_EXCERPTED RECORDS_:
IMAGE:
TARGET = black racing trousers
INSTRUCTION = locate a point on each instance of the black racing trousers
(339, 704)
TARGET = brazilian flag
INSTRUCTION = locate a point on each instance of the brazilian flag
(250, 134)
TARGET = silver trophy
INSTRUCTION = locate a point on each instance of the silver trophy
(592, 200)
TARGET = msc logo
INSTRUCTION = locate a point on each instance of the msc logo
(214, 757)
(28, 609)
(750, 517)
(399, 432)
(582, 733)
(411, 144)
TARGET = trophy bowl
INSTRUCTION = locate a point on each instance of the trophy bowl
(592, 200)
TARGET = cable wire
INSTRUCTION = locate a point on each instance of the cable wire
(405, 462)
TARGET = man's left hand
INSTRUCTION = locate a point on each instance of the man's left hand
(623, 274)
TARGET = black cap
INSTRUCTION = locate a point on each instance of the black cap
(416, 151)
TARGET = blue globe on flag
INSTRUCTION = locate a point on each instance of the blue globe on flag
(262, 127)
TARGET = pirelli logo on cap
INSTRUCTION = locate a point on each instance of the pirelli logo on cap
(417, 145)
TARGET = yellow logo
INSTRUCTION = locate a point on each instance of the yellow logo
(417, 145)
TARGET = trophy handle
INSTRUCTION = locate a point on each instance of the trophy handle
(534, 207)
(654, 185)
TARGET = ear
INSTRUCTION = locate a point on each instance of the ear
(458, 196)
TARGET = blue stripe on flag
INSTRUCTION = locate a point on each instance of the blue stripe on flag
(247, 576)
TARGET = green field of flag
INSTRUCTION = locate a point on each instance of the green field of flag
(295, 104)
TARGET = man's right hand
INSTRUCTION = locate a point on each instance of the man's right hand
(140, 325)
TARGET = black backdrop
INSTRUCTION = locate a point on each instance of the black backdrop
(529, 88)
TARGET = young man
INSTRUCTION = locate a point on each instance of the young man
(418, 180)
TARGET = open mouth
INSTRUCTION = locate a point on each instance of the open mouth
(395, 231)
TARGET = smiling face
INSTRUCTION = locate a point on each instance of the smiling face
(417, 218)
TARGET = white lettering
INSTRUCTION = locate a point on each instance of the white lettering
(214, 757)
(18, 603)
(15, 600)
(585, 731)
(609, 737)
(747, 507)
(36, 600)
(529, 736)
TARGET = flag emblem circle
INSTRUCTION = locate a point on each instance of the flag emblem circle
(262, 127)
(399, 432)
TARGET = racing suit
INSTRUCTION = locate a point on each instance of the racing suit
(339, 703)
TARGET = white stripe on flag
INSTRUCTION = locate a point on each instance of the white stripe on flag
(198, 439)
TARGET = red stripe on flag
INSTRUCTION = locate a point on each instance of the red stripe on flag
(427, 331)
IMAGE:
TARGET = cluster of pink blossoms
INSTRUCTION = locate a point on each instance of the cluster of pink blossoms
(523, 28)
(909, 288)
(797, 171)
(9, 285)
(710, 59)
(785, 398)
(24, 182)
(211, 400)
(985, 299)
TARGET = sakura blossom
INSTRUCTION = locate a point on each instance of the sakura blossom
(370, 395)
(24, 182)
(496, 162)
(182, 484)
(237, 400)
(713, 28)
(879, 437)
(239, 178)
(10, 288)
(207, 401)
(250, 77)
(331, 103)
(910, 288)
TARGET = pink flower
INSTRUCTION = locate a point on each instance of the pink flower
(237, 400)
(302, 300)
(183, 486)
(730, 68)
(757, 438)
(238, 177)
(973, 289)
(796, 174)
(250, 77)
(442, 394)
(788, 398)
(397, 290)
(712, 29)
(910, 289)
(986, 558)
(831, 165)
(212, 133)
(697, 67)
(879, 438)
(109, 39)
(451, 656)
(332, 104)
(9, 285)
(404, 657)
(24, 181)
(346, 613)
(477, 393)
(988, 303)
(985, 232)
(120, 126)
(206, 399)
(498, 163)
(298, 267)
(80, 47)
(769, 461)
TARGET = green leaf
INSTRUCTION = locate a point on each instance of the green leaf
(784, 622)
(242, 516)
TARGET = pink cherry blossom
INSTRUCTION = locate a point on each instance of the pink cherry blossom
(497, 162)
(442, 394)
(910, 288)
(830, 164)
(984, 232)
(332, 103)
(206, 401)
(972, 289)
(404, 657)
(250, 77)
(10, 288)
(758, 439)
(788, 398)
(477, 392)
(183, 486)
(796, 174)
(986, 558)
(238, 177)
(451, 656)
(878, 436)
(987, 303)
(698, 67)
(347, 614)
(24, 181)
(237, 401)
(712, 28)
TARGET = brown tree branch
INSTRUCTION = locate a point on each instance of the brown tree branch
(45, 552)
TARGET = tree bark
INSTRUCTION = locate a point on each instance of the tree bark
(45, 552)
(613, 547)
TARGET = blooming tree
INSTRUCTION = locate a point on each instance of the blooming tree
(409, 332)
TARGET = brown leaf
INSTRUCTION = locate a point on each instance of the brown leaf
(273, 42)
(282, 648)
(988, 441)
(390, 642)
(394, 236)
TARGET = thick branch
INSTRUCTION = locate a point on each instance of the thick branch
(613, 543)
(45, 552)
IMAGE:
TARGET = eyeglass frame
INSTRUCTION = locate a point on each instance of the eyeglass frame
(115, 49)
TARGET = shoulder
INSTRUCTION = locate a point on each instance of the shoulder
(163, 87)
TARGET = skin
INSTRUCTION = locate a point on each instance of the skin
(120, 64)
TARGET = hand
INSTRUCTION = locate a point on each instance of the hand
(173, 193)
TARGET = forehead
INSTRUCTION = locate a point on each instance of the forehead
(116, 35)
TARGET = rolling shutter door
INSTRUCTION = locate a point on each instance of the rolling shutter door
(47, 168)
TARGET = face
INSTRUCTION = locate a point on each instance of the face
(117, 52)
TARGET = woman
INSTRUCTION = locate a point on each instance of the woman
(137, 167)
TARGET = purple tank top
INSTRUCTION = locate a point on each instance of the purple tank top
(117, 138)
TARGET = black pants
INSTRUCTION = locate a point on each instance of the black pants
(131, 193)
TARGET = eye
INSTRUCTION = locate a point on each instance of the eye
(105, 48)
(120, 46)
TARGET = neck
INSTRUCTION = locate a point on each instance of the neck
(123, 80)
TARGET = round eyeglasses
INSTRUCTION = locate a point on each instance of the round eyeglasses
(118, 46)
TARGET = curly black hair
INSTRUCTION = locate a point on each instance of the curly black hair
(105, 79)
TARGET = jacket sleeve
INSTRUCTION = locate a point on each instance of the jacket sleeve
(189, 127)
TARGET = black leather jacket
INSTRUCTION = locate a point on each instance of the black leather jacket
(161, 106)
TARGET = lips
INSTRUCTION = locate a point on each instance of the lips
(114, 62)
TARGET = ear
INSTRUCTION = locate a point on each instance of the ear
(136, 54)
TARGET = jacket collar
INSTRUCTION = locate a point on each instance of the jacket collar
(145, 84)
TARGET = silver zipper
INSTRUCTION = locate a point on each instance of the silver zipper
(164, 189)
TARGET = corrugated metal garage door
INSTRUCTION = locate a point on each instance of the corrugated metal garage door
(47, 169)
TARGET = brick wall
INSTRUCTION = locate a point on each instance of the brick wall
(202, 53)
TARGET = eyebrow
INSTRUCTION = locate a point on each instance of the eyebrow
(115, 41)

_EXERCISE DIRECTIONS_:
Extract the data exactly as given.

_WRITTEN SOLUTION_:
IMAGE:
TARGET = black racing trousers
INSTRUCTION = locate a point on each instance of the black racing trousers
(339, 704)
TARGET = brazilian flag
INSTRUCTION = locate a point on each instance of the brazilian flag
(250, 134)
TARGET = silver trophy
INSTRUCTION = locate a point on each instance of the silver trophy
(592, 200)
TARGET = msc logo
INSTRUCTION = locate a point on each instance of the msc logo
(214, 757)
(28, 609)
(750, 517)
(399, 432)
(582, 733)
(411, 144)
TARGET = trophy bowl
INSTRUCTION = locate a point on each instance of the trophy bowl
(592, 200)
TARGET = cable wire
INSTRUCTION = locate a point on each instance of the cable wire
(405, 462)
TARGET = man's left hand
INSTRUCTION = locate a point on each instance of the man's left hand
(623, 274)
TARGET = black cap
INSTRUCTION = locate a point on each instance of the black cap
(416, 151)
TARGET = blue globe on flag
INSTRUCTION = locate a point on each instance of the blue globe on flag
(262, 127)
TARGET = pirelli logo on cap
INSTRUCTION = locate a point on each instance of the pirelli logo on cap
(417, 145)
TARGET = yellow logo
INSTRUCTION = locate a point on each instance of the yellow logo
(417, 145)
TARGET = trophy handle
INSTRUCTION = locate a point on each instance of the trophy handle
(534, 207)
(654, 185)
TARGET = ear
INSTRUCTION = locate a point on each instance of the ear
(458, 196)
TARGET = blue stripe on flag
INSTRUCTION = locate a point on each instance of the blue stripe on flag
(247, 576)
TARGET = green field of flag
INSTRUCTION = locate a point on each instance of the green field of flag
(295, 104)
TARGET = man's right hand
INSTRUCTION = locate a point on each instance of the man's right hand
(140, 325)
TARGET = black backdrop
INSTRUCTION = locate a point on each instance of the black backdrop
(529, 88)
TARGET = young man
INSTRUCTION = locate a point on each instance of the young man
(418, 180)
TARGET = open mouth
INSTRUCTION = locate a point on each instance of the open mouth
(395, 231)
TARGET = smiling face
INSTRUCTION = locate a point on each instance of the smiling face
(417, 218)
TARGET = white lettering
INSTRUCTION = locate a point on each instance of the white lettering
(214, 757)
(18, 603)
(15, 600)
(585, 731)
(609, 737)
(747, 507)
(36, 600)
(529, 736)
TARGET = flag emblem circle
INSTRUCTION = locate a point on each instance of the flag emblem circle
(262, 127)
(399, 432)
TARGET = racing suit
INSTRUCTION = locate a point on each instance of the racing suit
(339, 703)
TARGET = white stripe on flag
INSTRUCTION = locate a point on each instance of the white stripe on flag
(198, 439)
TARGET = red stripe on flag
INSTRUCTION = locate a point on each instance of the red stripe on flag
(427, 331)
IMAGE:
TARGET = cluster of pink blossoms
INSTRUCTION = locate a point on each instance of the cluster of pink blossoms
(523, 28)
(909, 288)
(797, 171)
(9, 285)
(710, 59)
(785, 398)
(24, 182)
(211, 400)
(985, 299)
TARGET = sakura blossom
INSTRUCTION = locate a point on each instance of the sakura blossom
(370, 395)
(24, 182)
(496, 162)
(182, 484)
(237, 400)
(713, 28)
(879, 437)
(239, 178)
(10, 288)
(207, 401)
(250, 77)
(331, 103)
(910, 288)
TARGET = pink flower
INSTRUCTION = locate a point on each instance of the pink flower
(237, 400)
(302, 300)
(183, 486)
(730, 68)
(757, 438)
(238, 177)
(973, 289)
(796, 174)
(250, 77)
(442, 394)
(788, 398)
(397, 290)
(712, 29)
(910, 289)
(986, 558)
(831, 165)
(212, 133)
(697, 67)
(879, 438)
(109, 39)
(451, 656)
(332, 104)
(9, 285)
(404, 657)
(24, 181)
(346, 613)
(477, 393)
(988, 303)
(985, 232)
(120, 126)
(206, 399)
(498, 163)
(298, 267)
(80, 47)
(769, 461)
TARGET = green leaf
INSTRUCTION = locate a point on each instance of the green leaf
(784, 622)
(242, 516)
TARGET = pink cherry blossom
INSTRUCTION = locate a point on each instance of the pink cherry blossom
(497, 162)
(442, 394)
(910, 288)
(830, 164)
(984, 232)
(332, 103)
(206, 401)
(972, 289)
(404, 657)
(250, 77)
(10, 288)
(758, 439)
(788, 398)
(477, 392)
(183, 486)
(796, 174)
(986, 558)
(238, 177)
(451, 656)
(878, 436)
(987, 303)
(698, 67)
(347, 614)
(24, 181)
(237, 401)
(712, 28)
TARGET = brown tree branch
INSTRUCTION = locate a point on each instance of the brown tree branch
(45, 552)
TARGET = tree bark
INSTRUCTION = locate a point on each instance of the tree bark
(45, 552)
(613, 547)
TARGET = blooming tree
INSTRUCTION = locate a point on each instance of the blooming tree
(409, 332)
TARGET = brown leaf
INSTRUCTION = locate a point on each instance of the brown leaf
(273, 42)
(282, 648)
(988, 441)
(390, 642)
(394, 236)
TARGET = thick branch
INSTRUCTION = locate a point on each instance of the thick branch
(613, 543)
(45, 552)
IMAGE:
TARGET = eyeglass frame
INSTRUCTION = locate a point on each instance of the eyeglass frame
(115, 49)
TARGET = shoulder
INSTRUCTION = locate a point on each instance of the shoulder
(163, 87)
TARGET = skin
INSTRUCTION = locate a point on each instance of the skin
(120, 64)
TARGET = hand
INSTRUCTION = locate a point on each instance of the hand
(173, 193)
TARGET = forehead
INSTRUCTION = locate a point on each instance of the forehead
(116, 35)
TARGET = rolling shutter door
INSTRUCTION = locate a point on each instance of the rolling shutter door
(47, 168)
TARGET = face
INSTRUCTION = locate a point on each instance of the face
(117, 52)
TARGET = woman
INSTRUCTION = locate a point on each instance of the woman
(137, 167)
TARGET = purple tank top
INSTRUCTION = locate a point on each instance of the purple tank top
(117, 138)
TARGET = black pants
INSTRUCTION = locate a point on each instance of the black pants
(131, 193)
TARGET = eye
INSTRUCTION = locate a point on each instance of the eye
(105, 48)
(120, 46)
TARGET = neck
INSTRUCTION = locate a point on each instance of the neck
(123, 80)
TARGET = round eyeglasses
INSTRUCTION = locate a point on each instance of the round eyeglasses
(118, 46)
TARGET = curly black hair
INSTRUCTION = locate a point on each instance of the curly black hair
(105, 79)
TARGET = jacket sleeve
INSTRUCTION = locate a point on each instance of the jacket sleeve
(189, 127)
TARGET = black leather jacket
INSTRUCTION = locate a point on each instance of the black leather jacket
(161, 106)
TARGET = lips
INSTRUCTION = locate a point on each instance of the lips
(114, 62)
TARGET = ear
INSTRUCTION = locate a point on each instance of the ear
(136, 54)
TARGET = jacket collar
INSTRUCTION = locate a point on each instance of the jacket collar
(145, 84)
TARGET = silver zipper
INSTRUCTION = locate a point on each instance of the silver zipper
(164, 189)
TARGET = corrugated metal garage door
INSTRUCTION = locate a point on each instance of the corrugated metal garage door
(47, 169)
TARGET = brick wall
INSTRUCTION = locate a point on each instance of the brick wall
(202, 53)
TARGET = eyebrow
INSTRUCTION = locate a point on each instance of the eyebrow
(115, 41)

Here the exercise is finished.